▶ **WHAT YOU NEED TO DO**: Copy the lines below word for word, starting at the line that contains "the rabbit ear." and going all the way down to the end of the lines.

▶ **PROVIDED DATA**:
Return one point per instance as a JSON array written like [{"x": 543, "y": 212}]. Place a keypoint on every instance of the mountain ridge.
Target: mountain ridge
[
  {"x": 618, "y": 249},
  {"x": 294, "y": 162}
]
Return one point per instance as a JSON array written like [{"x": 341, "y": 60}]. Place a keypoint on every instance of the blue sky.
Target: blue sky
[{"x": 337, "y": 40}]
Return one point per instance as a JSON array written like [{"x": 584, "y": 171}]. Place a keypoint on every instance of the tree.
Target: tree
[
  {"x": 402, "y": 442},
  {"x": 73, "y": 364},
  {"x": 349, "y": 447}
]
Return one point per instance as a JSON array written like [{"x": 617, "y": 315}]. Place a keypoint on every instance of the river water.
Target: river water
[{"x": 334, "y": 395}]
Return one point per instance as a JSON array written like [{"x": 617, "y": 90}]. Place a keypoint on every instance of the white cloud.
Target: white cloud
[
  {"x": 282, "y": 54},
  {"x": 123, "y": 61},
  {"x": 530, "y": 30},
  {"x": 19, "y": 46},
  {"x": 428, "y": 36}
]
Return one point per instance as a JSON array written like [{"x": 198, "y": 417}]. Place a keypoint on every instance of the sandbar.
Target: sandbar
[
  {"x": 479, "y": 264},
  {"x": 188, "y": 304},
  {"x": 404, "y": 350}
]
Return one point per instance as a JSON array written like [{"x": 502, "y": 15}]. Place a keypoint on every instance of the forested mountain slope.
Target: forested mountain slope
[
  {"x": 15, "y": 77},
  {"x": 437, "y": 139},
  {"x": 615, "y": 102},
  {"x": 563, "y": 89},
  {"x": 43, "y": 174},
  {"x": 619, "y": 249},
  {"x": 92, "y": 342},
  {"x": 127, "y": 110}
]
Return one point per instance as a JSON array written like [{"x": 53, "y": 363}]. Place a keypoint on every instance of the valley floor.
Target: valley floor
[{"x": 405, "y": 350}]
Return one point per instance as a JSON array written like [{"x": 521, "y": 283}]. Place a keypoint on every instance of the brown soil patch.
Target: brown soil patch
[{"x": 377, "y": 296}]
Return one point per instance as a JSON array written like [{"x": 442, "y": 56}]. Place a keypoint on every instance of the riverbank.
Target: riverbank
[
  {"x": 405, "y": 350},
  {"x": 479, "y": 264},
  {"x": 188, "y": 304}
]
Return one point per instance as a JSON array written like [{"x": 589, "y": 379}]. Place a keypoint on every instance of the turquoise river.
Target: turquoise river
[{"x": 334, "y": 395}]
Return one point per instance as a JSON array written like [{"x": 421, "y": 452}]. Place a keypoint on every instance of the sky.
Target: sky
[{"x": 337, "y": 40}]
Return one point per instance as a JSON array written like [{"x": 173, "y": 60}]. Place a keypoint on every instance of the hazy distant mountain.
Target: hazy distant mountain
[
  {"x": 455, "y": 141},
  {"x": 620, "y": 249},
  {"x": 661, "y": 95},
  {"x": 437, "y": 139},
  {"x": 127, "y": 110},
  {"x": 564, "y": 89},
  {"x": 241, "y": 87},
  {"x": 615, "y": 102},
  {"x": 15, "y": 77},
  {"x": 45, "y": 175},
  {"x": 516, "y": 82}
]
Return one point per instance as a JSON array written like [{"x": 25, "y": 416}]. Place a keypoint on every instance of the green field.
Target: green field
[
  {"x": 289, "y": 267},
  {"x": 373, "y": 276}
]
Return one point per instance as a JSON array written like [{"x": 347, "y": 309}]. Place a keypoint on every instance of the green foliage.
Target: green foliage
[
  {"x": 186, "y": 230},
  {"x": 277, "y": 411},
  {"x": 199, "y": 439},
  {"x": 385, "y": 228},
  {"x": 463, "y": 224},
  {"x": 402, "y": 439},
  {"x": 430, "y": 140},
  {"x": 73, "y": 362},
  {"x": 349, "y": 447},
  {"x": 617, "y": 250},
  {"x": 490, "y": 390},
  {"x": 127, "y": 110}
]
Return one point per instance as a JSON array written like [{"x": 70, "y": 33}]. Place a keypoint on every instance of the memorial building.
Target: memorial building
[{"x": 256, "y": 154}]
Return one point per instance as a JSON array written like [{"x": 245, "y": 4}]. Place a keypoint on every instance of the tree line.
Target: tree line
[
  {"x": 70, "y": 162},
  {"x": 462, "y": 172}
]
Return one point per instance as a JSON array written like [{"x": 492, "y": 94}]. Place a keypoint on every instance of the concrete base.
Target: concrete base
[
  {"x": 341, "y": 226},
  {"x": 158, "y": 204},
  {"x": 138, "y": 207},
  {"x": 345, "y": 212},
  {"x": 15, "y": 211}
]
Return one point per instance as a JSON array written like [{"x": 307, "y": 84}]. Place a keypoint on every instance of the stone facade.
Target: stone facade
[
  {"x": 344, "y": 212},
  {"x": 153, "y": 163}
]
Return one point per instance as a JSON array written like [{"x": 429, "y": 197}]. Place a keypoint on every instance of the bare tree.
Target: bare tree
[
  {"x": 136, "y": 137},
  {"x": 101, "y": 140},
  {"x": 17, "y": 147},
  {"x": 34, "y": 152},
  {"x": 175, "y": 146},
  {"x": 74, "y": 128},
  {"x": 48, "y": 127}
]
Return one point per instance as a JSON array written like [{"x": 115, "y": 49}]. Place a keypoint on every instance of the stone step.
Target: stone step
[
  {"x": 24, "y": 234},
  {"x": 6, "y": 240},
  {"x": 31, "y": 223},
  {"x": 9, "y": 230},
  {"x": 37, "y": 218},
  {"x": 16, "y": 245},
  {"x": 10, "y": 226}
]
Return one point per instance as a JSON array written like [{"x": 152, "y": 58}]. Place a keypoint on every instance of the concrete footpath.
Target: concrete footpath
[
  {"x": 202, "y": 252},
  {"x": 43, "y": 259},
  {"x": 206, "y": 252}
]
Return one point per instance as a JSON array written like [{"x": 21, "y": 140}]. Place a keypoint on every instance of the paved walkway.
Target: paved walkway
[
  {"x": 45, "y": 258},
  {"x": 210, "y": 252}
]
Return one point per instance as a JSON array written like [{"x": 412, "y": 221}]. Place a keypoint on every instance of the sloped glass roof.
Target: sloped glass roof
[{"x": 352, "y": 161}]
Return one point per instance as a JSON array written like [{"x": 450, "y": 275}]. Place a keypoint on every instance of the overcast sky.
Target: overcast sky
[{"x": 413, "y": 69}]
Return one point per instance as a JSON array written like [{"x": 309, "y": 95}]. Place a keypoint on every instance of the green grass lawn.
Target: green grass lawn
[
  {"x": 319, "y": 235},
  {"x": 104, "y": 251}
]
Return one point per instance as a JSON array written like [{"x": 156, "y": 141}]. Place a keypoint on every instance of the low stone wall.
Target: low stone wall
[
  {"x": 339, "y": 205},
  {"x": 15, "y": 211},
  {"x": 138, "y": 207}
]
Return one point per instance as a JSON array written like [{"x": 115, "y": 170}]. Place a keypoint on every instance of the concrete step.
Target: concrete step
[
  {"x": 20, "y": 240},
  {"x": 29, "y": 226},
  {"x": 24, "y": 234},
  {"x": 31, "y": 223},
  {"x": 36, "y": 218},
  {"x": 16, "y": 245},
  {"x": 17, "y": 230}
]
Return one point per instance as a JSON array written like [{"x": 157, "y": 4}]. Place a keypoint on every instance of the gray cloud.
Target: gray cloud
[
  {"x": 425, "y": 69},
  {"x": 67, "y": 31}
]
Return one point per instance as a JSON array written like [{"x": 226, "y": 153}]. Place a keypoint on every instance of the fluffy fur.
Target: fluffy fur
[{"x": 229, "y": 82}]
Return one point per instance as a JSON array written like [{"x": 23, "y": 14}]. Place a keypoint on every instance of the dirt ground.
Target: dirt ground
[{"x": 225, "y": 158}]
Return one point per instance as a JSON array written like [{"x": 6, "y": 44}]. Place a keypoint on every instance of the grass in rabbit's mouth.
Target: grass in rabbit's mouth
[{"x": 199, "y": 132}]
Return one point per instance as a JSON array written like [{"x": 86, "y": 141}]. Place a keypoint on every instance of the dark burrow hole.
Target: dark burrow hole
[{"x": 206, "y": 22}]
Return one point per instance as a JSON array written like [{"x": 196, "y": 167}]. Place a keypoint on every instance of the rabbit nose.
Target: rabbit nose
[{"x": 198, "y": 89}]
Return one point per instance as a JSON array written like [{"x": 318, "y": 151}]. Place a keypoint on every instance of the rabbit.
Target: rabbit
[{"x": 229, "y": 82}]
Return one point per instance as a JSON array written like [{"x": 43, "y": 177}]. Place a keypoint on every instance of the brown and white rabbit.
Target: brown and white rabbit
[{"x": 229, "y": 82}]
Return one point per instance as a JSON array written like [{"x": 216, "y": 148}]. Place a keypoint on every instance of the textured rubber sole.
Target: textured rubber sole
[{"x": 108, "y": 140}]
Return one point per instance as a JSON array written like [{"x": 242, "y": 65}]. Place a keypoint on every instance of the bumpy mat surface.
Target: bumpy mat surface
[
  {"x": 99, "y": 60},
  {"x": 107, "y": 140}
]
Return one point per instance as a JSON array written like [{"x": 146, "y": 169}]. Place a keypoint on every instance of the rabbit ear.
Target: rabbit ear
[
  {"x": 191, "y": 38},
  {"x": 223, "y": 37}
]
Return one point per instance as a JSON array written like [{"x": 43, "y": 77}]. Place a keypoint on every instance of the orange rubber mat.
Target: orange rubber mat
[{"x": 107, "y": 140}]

▶ **REPLY**:
Return one point per instance as a JSON array written like [{"x": 146, "y": 169}]. Place a keypoint on every instance of the rabbit ear.
Target: rabbit ear
[
  {"x": 191, "y": 38},
  {"x": 223, "y": 37}
]
Return one point per instance as a JSON array written like [{"x": 43, "y": 77}]. Place a keypoint on every instance of the orange rubber mat.
Target: orange rubber mat
[{"x": 107, "y": 140}]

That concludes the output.